- Directions -
1 - Please list every data access approach named under the "History" heading of the Entity Framework overview.
2 - Answer these questions from the Entity Framework overview, marking each answer with its letter:
(a) What goal does the Microsoft definition state for the framework?
(b) What does the Acme Construction Consulting application use for data storage?
(c) What kind of updates do Property Changed events allow?
3 - Reproduce word for word the part of the Entity Framework overview that begins at the words "So why would" and stops after "allowing easy extension.".
* BEGIN Provided text *
Overview of the ADO.Net Entity Framework
ADO.Net Entity Framework
What is it?
Microsoft definition:
The ADO.NET Entity Framework is designed to enable developers to create data access applications by programming against a conceptual application model instead of programming directly against a relational storage schema. The goal is to decrease the amount of code and maintenance required for data-oriented applications. Entity Framework applications provide the following benefits:
- Applications can work in terms of a more application-centric conceptual model, including types with inheritance, complex members, and relationships.
- Applications are freed from hard-coded dependencies on a particular data engine or storage schema.
- Mappings between the conceptual model and the storage-specific schema can change without changing the application code.
- Developers can work with a consistent application object model that can be mapped to various storage schemas, possibly implemented in different database management systems.
- Multiple conceptual models can be mapped to a single storage schema.
- Language-integrated query (LINQ) support provides compile-time syntax validation for queries against a conceptual model.
So what does that mean?
A way to reference data as "plain old clr objects" (POCO), without regard to how the data is actual retrieved or persisted (unless you want to know). You can query, create, update, and delete using .Net objects and either extension methods or Linq to Entities.
History
Data Readers - serial data access, no type safety, manual loading into objects.
DataSets - disconnected access, sorting, filtering, no type safety, manual loading or databinding.
Typed DataSets - disconnected, strongly typed, still datasets ("heavy", lots of dataset methods, easily abused)
Linq To Sql - connected, first attempt at using CLR code to access data. Still one-to-one to database entities. Lazy loading both good and bad.
Entity Framework - connected or disconnected, doesn't need to map directly to data model, lazy or eager loading, "mostly" POCO.
So why would I want to use this?
Less code. More time to focus on what matters, not data access logic. Bindable, can be used directly to databind in Asp.Net or WPF. Partial classes, allowing easy extension.
Examples
Acme Construction Consulting. An application written in WPF using Sql Express 2008 for data storage and Entity Framework for data access. Middle tier components accept scalar parameters and return Entity Framework objects to the front end. DataContext is set in WPF UI directly to Entity Framework objects. State management plays nicely with databinding, allowing changes to be tracked for persistence at a time of the developer's choosing.
Very connected model. Entire object graph can be retrieved with a single statement and bound to the page and elements on the page.
Property Changed events allow "turbo-tax" style updates whenever appropriate data elements are changed.
Large amount of data, can be slow to retrieve, but ok due to the nature of the application.
Partial classes extended to allow custom formulas to be exposed as properties.
public partial class SoftCost
{
#region Calculated properties.
public double? LumpSum
{
get
{
if (Scenario.TotalConstructionCost == null ||
PercentofProject == null)
{
return null;
}
else
{
return
Scenario.TotalConstructionCostWithoutEscalation.Value *
PercentofProject.Value;
}
}
}
#endregion
}
Different types of ways to get at the data (extension methods, linq)
* END Provided text *
* BEGIN Records *
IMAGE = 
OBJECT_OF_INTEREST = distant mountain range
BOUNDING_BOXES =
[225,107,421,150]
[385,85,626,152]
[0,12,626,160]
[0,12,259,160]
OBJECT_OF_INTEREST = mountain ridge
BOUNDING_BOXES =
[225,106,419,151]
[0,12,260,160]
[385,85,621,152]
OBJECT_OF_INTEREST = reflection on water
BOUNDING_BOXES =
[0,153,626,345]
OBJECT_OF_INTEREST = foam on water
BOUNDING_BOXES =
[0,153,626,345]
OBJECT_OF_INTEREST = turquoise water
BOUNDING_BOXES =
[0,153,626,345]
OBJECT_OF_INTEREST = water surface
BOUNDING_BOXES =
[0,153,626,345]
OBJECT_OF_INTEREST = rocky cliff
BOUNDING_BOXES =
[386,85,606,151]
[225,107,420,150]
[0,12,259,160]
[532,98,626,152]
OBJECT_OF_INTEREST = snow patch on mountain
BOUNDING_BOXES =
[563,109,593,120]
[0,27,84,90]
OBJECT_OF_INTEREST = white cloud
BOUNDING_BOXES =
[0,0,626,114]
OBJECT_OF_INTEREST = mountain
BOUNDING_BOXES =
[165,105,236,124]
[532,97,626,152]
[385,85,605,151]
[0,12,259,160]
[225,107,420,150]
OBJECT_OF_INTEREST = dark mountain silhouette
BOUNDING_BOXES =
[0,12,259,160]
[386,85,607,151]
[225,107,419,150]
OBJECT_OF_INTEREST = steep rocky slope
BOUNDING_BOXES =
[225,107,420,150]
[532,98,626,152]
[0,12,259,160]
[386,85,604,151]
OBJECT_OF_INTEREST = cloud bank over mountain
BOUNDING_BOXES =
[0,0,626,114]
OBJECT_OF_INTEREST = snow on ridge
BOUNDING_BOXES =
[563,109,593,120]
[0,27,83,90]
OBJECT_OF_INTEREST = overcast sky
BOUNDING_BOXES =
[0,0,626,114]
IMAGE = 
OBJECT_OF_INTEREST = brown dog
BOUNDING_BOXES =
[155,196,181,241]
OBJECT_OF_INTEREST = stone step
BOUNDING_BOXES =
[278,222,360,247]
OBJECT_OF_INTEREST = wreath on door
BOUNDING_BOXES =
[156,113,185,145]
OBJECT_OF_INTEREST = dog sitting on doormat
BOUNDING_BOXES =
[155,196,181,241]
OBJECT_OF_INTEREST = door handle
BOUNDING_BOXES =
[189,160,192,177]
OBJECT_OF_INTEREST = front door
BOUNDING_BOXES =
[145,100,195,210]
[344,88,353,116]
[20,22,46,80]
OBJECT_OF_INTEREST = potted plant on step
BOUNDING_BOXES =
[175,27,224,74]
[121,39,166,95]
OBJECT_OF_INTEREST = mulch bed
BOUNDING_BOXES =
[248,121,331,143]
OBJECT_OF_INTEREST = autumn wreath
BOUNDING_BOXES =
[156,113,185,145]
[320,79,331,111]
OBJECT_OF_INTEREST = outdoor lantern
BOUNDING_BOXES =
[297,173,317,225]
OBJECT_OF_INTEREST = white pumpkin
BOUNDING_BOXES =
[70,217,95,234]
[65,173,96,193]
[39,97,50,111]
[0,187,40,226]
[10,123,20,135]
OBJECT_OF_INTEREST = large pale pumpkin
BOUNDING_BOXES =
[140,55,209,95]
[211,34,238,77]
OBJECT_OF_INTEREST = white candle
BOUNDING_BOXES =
* END Records *
- Per-task answers -
1 -
- Data Readers
- DataSets
- Typed DataSets
- Linq To Sql
- Entity Framework

2 -
(a) To decrease the amount of code and maintenance required for data-oriented applications.
(b) Sql Express 2008.
(c) "Turbo-tax" style updates whenever appropriate data elements are changed.

3 -
So why would I want to use this?
Less code. More time to focus on what matters, not data access logic. Bindable, can be used directly to databind in Asp.Net or WPF. Partial classes, allowing easy extension.